### ACTIVITY
Find the line with "Task: mark the innermost point of each instance of the rawlings" in the records below. Copy it and every line after it, up to and including the line with "Target: cap logo".

### MATERIAL PROVIDED
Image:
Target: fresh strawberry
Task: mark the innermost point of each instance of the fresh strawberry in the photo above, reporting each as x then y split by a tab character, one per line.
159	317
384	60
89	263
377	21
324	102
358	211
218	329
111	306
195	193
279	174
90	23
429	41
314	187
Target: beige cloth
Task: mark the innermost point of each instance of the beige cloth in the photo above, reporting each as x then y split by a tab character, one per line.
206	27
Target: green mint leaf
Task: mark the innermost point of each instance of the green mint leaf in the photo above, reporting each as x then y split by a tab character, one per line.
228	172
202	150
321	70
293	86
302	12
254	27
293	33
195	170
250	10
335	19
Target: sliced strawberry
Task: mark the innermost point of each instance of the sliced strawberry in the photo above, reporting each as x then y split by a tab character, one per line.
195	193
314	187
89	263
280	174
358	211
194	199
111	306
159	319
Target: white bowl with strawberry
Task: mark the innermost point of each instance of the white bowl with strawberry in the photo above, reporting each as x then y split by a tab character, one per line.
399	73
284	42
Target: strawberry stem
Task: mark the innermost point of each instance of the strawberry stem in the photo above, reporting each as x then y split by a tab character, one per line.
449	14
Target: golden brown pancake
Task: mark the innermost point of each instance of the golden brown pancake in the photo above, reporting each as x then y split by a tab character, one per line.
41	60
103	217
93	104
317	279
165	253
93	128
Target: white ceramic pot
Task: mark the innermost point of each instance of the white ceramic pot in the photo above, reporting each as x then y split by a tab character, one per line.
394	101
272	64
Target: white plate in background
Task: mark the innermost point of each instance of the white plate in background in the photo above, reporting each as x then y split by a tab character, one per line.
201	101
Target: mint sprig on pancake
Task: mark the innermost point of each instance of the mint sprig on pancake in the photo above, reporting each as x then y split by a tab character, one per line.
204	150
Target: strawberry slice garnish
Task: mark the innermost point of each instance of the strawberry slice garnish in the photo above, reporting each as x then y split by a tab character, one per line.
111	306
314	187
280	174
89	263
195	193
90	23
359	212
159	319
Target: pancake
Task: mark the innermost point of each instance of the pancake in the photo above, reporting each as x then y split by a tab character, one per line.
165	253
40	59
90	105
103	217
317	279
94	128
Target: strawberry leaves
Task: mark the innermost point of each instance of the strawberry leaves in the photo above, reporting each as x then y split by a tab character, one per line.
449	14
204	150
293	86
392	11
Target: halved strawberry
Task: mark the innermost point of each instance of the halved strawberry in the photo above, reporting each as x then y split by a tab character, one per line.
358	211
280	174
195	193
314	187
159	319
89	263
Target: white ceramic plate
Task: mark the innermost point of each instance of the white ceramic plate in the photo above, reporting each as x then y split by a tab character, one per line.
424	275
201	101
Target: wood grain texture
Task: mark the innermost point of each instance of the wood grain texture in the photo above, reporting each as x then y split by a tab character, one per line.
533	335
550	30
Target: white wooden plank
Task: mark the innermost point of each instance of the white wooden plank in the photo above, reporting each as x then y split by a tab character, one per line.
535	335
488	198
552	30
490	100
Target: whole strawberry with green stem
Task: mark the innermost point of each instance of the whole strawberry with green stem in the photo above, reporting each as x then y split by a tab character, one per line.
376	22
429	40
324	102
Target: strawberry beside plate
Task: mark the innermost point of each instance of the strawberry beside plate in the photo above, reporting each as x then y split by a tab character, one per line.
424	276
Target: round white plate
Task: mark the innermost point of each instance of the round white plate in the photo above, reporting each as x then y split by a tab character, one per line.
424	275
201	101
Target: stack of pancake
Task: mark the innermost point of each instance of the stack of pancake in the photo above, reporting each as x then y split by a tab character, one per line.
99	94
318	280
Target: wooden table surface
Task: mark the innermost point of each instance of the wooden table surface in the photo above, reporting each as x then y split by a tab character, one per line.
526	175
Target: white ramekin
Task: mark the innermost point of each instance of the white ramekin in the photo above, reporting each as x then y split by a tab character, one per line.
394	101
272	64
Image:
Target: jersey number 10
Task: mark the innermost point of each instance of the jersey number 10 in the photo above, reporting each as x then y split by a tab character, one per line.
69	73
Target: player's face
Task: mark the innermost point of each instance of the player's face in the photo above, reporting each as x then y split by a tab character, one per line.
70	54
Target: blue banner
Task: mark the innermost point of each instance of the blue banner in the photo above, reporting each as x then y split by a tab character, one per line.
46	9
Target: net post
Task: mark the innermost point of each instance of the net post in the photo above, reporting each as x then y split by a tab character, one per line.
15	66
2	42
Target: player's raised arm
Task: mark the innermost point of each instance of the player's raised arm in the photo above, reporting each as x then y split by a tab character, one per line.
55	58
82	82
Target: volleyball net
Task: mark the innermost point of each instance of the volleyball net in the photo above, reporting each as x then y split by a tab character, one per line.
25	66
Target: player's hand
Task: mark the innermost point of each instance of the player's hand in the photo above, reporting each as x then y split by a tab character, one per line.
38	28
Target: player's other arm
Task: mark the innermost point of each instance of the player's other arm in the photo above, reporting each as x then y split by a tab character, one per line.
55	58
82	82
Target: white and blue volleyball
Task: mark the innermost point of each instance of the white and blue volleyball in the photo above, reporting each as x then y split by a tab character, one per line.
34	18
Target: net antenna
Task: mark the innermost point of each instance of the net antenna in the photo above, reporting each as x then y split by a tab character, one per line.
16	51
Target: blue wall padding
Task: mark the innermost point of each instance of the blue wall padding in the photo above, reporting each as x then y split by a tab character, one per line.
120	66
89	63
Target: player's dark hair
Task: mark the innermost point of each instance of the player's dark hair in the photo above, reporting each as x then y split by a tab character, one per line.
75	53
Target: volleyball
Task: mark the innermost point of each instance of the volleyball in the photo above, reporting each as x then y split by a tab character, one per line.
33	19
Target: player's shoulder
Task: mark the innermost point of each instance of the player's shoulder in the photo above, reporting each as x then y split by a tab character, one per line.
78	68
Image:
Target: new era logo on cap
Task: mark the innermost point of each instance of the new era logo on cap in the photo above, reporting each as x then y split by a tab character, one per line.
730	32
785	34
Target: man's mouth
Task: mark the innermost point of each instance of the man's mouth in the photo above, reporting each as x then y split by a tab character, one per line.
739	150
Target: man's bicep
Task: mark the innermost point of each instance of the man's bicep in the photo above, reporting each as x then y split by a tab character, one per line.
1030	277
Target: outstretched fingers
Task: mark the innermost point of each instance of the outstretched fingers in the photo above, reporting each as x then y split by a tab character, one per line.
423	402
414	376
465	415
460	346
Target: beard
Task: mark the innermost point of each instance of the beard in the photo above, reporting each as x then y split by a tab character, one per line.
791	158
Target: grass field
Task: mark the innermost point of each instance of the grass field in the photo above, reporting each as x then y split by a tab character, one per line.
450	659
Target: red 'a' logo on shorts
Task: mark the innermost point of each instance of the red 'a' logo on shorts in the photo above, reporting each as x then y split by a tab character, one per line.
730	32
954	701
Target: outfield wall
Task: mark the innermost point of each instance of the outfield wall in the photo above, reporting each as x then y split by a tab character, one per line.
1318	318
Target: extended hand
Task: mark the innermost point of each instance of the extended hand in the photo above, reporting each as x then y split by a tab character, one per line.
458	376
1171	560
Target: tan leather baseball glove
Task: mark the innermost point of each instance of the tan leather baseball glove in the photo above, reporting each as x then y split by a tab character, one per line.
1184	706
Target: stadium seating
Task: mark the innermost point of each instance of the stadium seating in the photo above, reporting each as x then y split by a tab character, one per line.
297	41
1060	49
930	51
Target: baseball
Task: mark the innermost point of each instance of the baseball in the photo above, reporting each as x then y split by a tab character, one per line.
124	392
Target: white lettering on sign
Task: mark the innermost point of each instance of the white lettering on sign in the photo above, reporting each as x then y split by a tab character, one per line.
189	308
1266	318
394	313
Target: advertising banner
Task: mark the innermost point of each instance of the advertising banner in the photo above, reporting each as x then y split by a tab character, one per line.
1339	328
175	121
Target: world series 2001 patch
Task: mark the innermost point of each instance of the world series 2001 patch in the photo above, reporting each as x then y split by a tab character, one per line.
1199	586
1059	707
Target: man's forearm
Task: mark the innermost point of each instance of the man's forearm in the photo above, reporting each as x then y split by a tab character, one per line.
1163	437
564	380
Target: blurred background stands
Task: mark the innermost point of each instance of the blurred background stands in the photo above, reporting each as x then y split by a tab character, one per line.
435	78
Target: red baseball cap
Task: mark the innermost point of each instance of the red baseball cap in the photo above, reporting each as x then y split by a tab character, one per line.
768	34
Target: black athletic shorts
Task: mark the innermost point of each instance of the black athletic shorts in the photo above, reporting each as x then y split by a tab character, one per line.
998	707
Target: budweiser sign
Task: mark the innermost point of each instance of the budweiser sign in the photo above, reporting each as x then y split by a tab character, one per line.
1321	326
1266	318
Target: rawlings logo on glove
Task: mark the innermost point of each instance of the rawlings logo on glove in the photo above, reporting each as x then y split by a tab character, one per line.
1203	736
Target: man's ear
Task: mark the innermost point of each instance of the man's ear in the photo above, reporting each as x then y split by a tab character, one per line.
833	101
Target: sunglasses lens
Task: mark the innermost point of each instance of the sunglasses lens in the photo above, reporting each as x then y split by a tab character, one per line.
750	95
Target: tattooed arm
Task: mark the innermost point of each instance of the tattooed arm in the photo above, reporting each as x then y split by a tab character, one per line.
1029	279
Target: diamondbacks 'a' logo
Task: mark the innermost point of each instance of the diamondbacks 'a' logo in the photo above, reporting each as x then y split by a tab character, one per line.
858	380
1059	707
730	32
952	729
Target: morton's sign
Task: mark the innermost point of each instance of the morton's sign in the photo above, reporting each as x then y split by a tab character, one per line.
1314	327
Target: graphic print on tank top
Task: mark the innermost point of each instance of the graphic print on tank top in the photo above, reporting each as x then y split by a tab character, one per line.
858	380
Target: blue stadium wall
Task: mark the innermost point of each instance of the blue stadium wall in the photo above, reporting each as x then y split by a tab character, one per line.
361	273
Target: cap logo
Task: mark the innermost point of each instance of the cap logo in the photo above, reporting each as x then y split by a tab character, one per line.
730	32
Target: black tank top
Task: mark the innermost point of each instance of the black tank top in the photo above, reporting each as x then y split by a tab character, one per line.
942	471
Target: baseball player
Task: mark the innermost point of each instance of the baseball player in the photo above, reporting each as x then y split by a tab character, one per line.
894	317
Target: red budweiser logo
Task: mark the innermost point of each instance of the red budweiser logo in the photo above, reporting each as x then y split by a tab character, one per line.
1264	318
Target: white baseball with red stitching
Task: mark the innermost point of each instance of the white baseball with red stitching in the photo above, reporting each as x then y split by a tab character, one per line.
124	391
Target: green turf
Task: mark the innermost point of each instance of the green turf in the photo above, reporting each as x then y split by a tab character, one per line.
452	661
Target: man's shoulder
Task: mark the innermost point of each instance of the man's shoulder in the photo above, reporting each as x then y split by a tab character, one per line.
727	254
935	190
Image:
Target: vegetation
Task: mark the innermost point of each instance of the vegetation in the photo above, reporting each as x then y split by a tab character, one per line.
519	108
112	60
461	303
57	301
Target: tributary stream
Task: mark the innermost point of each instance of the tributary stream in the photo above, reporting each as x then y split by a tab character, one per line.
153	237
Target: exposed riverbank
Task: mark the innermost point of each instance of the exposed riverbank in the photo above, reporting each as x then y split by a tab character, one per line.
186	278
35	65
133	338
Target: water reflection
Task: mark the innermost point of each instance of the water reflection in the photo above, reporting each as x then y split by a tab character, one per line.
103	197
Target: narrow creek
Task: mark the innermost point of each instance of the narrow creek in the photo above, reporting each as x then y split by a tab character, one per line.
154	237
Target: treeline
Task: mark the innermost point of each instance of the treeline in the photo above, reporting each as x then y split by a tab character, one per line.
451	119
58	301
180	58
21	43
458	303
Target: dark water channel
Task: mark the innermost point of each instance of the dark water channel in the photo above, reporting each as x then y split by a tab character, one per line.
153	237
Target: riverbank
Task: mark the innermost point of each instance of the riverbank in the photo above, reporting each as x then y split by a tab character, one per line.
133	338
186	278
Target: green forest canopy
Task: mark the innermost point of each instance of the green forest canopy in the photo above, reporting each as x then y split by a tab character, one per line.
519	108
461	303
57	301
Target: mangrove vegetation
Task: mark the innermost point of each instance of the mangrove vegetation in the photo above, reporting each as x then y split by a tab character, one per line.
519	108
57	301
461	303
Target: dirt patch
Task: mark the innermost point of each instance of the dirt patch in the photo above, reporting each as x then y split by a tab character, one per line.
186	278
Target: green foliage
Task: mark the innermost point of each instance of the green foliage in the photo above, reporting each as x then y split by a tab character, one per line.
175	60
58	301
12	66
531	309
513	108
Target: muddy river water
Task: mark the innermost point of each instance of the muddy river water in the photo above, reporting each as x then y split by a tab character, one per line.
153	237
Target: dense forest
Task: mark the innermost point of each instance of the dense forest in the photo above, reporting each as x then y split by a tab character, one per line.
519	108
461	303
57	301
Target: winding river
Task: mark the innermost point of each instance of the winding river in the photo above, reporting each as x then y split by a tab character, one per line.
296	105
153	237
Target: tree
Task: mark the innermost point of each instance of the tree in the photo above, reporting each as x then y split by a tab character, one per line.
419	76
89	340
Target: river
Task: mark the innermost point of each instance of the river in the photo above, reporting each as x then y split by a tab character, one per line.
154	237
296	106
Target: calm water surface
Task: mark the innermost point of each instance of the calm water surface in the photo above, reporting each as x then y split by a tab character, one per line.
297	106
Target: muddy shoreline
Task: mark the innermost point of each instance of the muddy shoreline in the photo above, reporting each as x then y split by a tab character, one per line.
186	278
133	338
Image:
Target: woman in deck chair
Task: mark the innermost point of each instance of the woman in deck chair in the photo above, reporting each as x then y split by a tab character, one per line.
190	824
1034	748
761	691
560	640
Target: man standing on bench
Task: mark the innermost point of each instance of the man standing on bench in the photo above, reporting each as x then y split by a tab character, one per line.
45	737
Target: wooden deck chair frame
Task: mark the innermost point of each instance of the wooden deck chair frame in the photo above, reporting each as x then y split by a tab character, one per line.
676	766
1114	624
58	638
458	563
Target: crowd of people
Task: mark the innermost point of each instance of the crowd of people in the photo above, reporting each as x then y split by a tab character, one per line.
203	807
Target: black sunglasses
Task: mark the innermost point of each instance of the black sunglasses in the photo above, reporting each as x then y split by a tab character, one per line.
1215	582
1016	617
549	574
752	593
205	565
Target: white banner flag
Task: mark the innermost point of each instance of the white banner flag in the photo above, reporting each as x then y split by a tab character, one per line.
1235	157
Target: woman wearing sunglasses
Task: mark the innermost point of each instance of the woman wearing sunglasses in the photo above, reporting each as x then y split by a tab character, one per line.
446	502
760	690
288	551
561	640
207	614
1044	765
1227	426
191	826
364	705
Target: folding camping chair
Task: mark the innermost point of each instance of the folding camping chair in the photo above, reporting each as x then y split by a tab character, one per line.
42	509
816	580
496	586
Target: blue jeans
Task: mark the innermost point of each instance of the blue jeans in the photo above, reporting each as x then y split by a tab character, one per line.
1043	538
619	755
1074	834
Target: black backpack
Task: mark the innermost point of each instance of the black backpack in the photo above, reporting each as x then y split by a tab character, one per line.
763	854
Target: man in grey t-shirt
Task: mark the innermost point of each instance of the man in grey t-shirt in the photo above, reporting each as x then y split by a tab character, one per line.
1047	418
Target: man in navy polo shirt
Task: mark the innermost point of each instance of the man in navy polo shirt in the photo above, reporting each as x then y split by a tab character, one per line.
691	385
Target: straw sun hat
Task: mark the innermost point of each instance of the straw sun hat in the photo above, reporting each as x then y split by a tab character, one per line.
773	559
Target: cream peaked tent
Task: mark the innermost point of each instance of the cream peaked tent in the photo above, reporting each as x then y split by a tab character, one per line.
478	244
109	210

### FINAL ANSWER
Task: mark the innermost point of each instance of the rawlings logo on glove in the photo above, reporting each as x then y split by a tab character, one per line.
1203	736
Target: man's ear
Task: mark the innermost point of each instance of the man's ear in the photo above, reporting each as x then y split by a tab character, one per line.
833	101
Target: sunglasses lens
Task: mark the innermost point of each instance of the sunglasses lens in the photo above, reporting each as x then y split by a tab character, one per line.
750	95
Target: tattooed arm
Task: mark the innermost point of each instance of the tattooed arm in the photo above, reporting each as x then y split by a tab character, one per line.
1029	279
Target: diamondbacks 'a' logo
Task: mark the innermost point of each instance of the diamondbacks 'a' logo in the photo above, reporting each as x then y split by a tab character, one per line.
858	380
1059	707
730	32
952	729
Target: morton's sign
Task: mark the innermost point of each instance of the morton's sign in the photo above, reporting each as x then y split by a tab character, one per line.
1314	327
Target: graphic print on tank top
Task: mark the innermost point of each instance of the graphic print on tank top in the photo above, reporting each as x then y split by a tab character, one per line.
858	380
Target: blue stadium wall
Task: mark the innermost point of each instance of the blue stadium wall in the photo above, reporting each as x then y split by a tab character, one per line.
361	273
Target: cap logo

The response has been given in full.